* [DESCRIPTION OF THE TASK]: Tell me how many lines in the entries below contain the word "collar"; reply with the number and nothing else.

* [SUPPLIED RECORDS]:
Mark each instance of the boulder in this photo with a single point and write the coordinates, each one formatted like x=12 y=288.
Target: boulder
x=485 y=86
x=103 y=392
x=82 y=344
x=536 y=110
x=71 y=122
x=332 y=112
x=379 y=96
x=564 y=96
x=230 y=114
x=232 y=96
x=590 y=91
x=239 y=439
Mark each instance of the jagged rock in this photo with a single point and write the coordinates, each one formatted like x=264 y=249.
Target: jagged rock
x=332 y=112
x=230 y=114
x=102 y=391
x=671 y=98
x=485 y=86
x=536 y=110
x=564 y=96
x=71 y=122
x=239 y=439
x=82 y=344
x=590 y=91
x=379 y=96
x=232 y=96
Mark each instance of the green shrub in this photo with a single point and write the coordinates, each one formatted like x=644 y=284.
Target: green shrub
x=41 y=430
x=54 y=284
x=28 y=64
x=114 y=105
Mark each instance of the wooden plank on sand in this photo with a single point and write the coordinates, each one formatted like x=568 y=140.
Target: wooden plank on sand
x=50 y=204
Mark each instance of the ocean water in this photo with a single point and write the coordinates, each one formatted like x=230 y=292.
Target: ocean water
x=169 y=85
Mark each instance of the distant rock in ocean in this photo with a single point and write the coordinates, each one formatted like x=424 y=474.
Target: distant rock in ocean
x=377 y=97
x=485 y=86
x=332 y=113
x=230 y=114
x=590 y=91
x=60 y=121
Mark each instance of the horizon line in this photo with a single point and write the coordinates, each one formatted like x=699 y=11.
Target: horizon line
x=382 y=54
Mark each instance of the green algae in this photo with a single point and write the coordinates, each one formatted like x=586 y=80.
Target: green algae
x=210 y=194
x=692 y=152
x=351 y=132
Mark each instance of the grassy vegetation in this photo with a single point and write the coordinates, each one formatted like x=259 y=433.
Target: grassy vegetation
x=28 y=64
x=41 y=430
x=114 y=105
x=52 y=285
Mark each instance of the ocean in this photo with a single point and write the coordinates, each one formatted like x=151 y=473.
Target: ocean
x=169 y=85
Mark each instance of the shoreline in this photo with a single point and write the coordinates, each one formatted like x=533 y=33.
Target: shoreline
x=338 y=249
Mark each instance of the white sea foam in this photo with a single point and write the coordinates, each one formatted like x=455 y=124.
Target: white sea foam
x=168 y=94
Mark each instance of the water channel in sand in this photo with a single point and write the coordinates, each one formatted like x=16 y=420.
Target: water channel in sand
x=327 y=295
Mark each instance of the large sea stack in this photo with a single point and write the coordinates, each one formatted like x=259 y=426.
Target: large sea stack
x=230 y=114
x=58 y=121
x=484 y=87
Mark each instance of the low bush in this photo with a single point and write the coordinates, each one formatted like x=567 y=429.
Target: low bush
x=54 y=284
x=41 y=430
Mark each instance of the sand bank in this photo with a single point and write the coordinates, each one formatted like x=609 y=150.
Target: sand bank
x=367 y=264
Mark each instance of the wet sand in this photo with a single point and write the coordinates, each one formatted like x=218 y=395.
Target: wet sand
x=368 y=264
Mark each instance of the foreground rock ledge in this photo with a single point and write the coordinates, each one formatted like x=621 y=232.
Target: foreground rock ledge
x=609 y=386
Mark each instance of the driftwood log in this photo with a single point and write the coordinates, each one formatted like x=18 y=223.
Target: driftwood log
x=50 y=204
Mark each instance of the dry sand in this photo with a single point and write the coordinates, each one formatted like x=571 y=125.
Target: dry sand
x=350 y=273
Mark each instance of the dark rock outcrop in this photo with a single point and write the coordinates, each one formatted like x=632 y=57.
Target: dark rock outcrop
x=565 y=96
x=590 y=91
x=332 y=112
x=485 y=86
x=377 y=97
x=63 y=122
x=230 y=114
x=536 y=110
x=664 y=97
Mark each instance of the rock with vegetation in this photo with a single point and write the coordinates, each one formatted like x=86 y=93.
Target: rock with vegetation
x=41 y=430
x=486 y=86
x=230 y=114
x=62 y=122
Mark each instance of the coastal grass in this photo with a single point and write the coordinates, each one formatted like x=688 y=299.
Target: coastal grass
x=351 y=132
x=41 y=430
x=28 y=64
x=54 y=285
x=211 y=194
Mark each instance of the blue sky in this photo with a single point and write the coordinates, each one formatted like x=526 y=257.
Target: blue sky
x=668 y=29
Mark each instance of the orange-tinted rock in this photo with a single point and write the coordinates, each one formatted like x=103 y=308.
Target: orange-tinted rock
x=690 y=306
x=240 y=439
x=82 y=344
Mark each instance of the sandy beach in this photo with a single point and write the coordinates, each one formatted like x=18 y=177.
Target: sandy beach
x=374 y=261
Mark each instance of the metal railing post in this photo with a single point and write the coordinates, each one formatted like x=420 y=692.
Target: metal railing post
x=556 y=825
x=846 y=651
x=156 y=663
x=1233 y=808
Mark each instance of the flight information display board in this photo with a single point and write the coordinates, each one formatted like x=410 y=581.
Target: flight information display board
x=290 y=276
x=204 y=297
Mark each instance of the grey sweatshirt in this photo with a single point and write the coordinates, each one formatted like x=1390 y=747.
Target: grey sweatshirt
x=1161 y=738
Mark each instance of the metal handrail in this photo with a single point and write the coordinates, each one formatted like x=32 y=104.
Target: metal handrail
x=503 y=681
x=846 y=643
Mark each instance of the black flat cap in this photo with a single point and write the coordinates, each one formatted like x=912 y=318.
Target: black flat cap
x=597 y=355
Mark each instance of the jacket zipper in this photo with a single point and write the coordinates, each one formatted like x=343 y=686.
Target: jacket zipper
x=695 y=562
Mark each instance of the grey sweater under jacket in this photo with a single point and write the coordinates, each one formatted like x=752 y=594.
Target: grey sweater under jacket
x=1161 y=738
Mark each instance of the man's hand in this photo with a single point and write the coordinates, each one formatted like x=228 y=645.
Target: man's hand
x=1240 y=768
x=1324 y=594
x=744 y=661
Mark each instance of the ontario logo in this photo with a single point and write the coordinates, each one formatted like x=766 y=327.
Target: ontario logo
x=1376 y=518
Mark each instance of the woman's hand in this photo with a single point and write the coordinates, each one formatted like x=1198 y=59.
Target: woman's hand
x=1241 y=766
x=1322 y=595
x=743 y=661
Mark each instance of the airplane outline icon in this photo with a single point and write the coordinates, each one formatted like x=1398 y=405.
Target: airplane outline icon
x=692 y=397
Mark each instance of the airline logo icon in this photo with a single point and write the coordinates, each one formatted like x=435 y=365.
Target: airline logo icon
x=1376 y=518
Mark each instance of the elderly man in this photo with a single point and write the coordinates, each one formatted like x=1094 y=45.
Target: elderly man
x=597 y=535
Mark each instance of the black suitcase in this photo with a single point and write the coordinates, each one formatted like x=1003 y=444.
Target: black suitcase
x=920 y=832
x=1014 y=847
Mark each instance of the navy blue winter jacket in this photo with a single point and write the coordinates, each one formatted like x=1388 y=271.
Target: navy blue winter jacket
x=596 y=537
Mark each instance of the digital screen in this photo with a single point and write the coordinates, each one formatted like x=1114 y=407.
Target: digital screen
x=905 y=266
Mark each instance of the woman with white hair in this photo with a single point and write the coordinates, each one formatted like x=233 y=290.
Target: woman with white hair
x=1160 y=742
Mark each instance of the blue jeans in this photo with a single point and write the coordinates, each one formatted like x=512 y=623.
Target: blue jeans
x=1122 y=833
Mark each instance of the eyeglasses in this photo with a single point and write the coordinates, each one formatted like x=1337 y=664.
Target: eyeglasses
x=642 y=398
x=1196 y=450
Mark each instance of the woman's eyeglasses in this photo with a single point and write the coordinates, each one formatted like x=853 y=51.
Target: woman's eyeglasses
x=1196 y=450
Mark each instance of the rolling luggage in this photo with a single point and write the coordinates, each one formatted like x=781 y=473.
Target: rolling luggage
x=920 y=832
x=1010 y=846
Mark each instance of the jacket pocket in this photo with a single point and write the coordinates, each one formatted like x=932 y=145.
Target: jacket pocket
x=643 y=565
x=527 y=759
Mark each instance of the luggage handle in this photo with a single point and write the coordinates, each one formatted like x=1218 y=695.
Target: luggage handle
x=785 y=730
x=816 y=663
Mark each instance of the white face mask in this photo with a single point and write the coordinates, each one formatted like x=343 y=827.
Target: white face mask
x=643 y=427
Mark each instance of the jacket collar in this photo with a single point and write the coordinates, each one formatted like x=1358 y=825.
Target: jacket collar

* [FINAL ANSWER]: 2